+++ Given passage +++

It’s said that where there’s crisis, there’s opportunity.
Six months of rumors appear to be coming to fruition amid reports that the pharma giant will finally make a bid for Agila Specialties, which is part of India’s Strides Arcolab.
Pfizer began the due diligence process last week on a possible purchase of Agila, which could be valued at as much as $2 billion, according to a Bloomberg report. That would make Agila worth twice Strides’ current market value of about $1 billion, but it almost certainly would be a couple billion bucks or more well spent.
For one thing, there’s a huge supply shortage of injectable drugs in the U.S. Everything from injectable cancer treatments to steroids to antibiotics has become harder to come by in the last two years, ever since the Food and Drug Administration cracked down on an industry that has made too many high-profile and deadly blunders. Recall that the recent national outbreak of fungal meningitis was traced back to contaminated epidural anesthetics and steroids.
So that’s one crisis.
The other crisis is that a number of Pfizer’s blockbuster drugs are set to lose their patents, which means folks will soon be able to buy some of its most lucrative and important products from competitors offering cheaper generic versions.
Indeed, the so-called patent cliff has all the big drug companies scrambling to find new sources of revenue, which is why Pfizer’s interest in Agila pretty much comes as no surprise to anyone who follows the industry.
After all, the pharma giant’s third-quarter revenue came in well short of Wall Street’s expectations because of a plunge in sales of Lipitor, the blockbuster cholesterol-lowering drug that came off patent in November 2011.

+++

• **Questions to answer**
a) In the Pfizer article, what value could Agila reach in a purchase?
b) Carry the Pfizer article on past its last sentence.
The data after this article isn't needed.

+++ Study material +++

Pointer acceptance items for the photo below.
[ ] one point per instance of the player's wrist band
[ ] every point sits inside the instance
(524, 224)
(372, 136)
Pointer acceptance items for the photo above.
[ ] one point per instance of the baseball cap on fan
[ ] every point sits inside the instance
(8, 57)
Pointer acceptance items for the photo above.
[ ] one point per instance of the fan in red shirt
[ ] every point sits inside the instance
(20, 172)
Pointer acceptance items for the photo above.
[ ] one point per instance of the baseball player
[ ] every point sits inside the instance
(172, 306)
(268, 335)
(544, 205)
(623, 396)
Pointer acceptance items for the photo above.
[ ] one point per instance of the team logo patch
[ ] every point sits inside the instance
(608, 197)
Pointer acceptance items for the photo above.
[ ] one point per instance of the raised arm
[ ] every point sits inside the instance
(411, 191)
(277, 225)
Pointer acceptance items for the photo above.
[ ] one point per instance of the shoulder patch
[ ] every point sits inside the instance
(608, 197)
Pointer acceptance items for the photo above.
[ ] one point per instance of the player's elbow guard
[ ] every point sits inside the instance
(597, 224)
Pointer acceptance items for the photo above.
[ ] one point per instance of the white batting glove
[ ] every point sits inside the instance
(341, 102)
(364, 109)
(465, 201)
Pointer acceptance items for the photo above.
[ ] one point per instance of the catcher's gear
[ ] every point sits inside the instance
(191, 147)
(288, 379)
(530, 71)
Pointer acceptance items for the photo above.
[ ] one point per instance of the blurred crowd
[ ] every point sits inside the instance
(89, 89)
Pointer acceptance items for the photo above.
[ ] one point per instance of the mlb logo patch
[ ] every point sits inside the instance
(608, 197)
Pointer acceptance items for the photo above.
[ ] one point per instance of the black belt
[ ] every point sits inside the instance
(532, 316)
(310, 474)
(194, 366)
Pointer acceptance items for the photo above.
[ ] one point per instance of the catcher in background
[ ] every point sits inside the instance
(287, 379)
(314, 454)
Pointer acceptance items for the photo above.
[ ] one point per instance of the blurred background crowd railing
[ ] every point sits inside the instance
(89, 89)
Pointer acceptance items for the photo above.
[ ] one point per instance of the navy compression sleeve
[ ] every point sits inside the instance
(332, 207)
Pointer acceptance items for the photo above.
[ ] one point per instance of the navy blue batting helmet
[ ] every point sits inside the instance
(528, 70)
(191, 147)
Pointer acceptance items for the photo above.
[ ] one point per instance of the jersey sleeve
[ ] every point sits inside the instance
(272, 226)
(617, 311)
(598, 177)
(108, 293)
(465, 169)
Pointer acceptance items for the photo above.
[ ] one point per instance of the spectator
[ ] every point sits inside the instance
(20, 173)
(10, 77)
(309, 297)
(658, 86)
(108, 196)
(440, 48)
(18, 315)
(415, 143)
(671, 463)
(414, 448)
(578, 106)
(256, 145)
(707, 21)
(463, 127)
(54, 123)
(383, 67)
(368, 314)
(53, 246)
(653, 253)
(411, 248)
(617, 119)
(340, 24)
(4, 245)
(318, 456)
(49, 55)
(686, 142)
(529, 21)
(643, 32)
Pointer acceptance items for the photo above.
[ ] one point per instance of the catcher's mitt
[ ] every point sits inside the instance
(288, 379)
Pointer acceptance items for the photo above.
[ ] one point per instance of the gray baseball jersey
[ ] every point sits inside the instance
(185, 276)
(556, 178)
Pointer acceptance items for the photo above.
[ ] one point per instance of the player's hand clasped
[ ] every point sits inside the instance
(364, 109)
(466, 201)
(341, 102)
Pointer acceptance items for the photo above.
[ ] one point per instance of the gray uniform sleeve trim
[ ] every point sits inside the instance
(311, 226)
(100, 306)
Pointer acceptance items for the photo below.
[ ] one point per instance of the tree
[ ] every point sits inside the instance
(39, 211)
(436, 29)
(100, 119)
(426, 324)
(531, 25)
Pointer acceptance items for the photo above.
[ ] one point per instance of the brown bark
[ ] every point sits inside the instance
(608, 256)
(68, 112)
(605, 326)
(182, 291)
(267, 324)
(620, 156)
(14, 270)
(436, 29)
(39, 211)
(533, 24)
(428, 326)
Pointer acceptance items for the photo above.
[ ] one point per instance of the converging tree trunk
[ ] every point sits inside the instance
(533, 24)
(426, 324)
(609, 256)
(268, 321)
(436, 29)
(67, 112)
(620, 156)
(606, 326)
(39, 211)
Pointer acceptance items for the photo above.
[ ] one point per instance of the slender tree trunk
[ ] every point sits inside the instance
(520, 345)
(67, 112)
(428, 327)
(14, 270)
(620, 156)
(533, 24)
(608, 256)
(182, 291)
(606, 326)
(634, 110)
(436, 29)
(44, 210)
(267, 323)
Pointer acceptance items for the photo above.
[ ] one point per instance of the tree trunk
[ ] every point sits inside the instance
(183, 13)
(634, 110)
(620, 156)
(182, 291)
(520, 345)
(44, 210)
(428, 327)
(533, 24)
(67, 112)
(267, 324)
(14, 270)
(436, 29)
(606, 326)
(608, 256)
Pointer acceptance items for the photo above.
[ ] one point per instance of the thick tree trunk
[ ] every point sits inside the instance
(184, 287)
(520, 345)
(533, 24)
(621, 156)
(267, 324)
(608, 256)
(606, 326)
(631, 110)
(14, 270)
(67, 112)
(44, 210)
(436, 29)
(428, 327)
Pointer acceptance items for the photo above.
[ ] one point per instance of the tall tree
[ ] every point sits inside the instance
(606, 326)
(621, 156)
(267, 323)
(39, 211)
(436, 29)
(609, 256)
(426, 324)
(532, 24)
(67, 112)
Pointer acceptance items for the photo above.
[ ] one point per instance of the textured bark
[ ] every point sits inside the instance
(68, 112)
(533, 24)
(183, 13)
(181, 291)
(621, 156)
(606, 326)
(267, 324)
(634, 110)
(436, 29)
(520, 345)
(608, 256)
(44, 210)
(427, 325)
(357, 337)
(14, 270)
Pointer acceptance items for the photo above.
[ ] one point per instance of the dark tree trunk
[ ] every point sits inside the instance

+++

• **Answers to this exercise**
a) As much as $2 billion.

b)
As analysts at Trefis note:
“Pfizer’s Lipitor, which generated close to $10 billion in 2011, is losing market share at an accelerating pace and sales have nearly halved in a relatively short time frame. The looming patent expiration for Viagra, Enbrel, Detrol, among others, in 2012 will also hurt the company’s revenues.”
Since other big pharma companies face similar patent cliffs, that has put many of the injectable drug makers in play. In a huge opportunity, the generic injectable market is set to boom, since many of the drugs in that area are set to lose their own patent protection in the next few years.
Happily, Agila already has the highest number of generic injectable drugs with FDA approval, which makes it a great catch now.
Not only could the injectable drug market explode by a high-single-digit growth rate to $17 billion worldwide in 2020, but there’s also less competition in that sector compared with oral drugs. There are higher barriers to entry and, as noted, the FDA is watching it like a hawk.
All in all, it seems like a wise strategic move for Pfizer to make a big play in the injectable-drug business. Heck, it can easily afford a $2 billion-plus price tag.
More important is that it takes ages to come up with new blockbuster products. A smart strategic acquisition, however, can be struck in a matter of months.
As of this writing, Dan Burrows did not hold a position in any of the aforementioned securities.